EXCERPT PROVIDED:
★ ★ ★ ★

People living in rural communities have unique health and health care challenges. They are more likely to have limited access to affordable and quality care, they experience health inequities and high rates of chronic disease, and are confronted with the lack of mental health services and shortages of health care providers. The fact that 19 percent of the U.S. population lives in rural areas and face these obstacles more often than those in urban areas reinforces the need for more research and innovation to improve health outcomes in these communities.
Biomedical research is a field of science that examines diseases and looks for ways to prevent and treat them. It can provide important information about disease trends and risk factors, develop treatments or interventions, and examine health care costs and use.
Generally, funds for medical research come from governmental or public sources. The National Institutes of Health (NIH) is the largest public funder of biomedical research in the world, investing more than $32 billion a year to enhance life and reduce illness and disability. NIH-funded research has led to breakthroughs and new treatments that help people live longer, healthier lives and build the research foundation that drives discovery.
Stability of research dollars is dependent on the economy. Over the past decade, U.S. biological and medical research has fallen off due to budget cuts, sequestration, and inflationary losses. The National Institutes of Health (NIH) experienced a loss of 22 percent of its capacity to fund research from 2003 to 2015. This reduction in funding capacity has resulted in fewer grants which leads in turn to fewer new discoveries and, ultimately, in talented researchers leaving the field.

★ ★ ★ ★

DATA TO EXAMINE:
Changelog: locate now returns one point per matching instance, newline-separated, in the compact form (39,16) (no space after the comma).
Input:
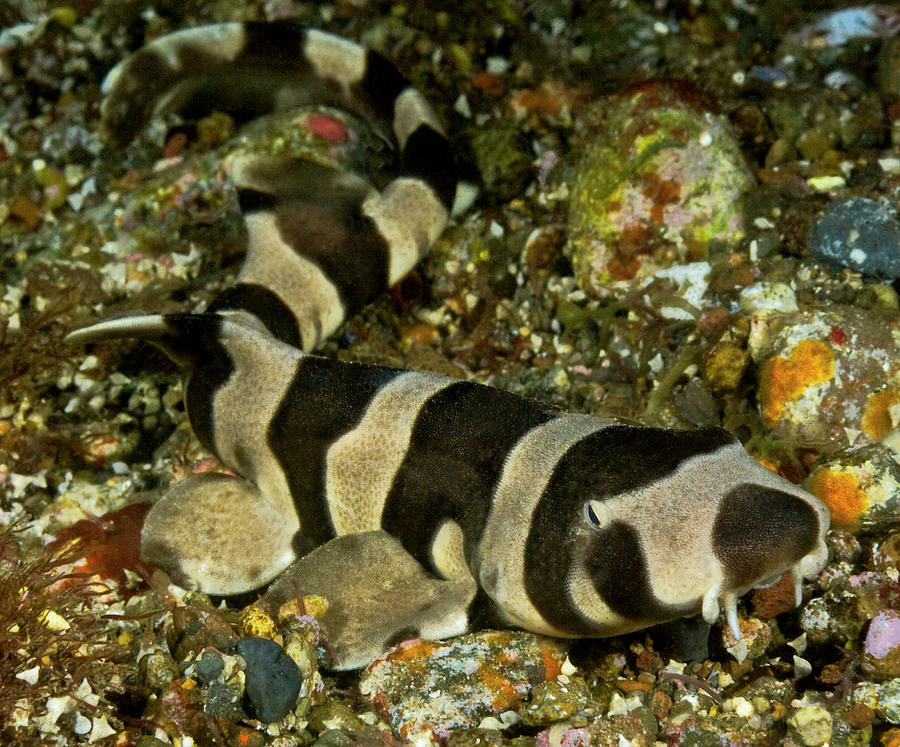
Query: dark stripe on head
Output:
(275,43)
(618,568)
(759,530)
(254,201)
(246,87)
(325,400)
(460,440)
(381,84)
(428,156)
(615,460)
(198,336)
(265,306)
(345,244)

★ ★ ★ ★

GOAL OF THE EXERCISE:
Reproduce in full, word for word, the passage above on rural health and biomedical research funding.

WRITTEN ANSWER:
People living in rural communities have unique health and health care challenges. They are more likely to have limited access to affordable and quality care, they experience health inequities and high rates of chronic disease, and are confronted with the lack of mental health services and shortages of health care providers. The fact that 19 percent of the U.S. population lives in rural areas and face these obstacles more often than those in urban areas reinforces the need for more research and innovation to improve health outcomes in these communities.
Biomedical research is a field of science that examines diseases and looks for ways to prevent and treat them. It can provide important information about disease trends and risk factors, develop treatments or interventions, and examine health care costs and use.
Generally, funds for medical research come from governmental or public sources. The National Institutes of Health (NIH) is the largest public funder of biomedical research in the world, investing more than $32 billion a year to enhance life and reduce illness and disability. NIH-funded research has led to breakthroughs and new treatments that help people live longer, healthier lives and build the research foundation that drives discovery.
Stability of research dollars is dependent on the economy. Over the past decade, U.S. biological and medical research has fallen off due to budget cuts, sequestration, and inflationary losses. The National Institutes of Health (NIH) experienced a loss of 22 percent of its capacity to fund research from 2003 to 2015. This reduction in funding capacity has resulted in fewer grants which leads in turn to fewer new discoveries and, ultimately, in talented researchers leaving the field.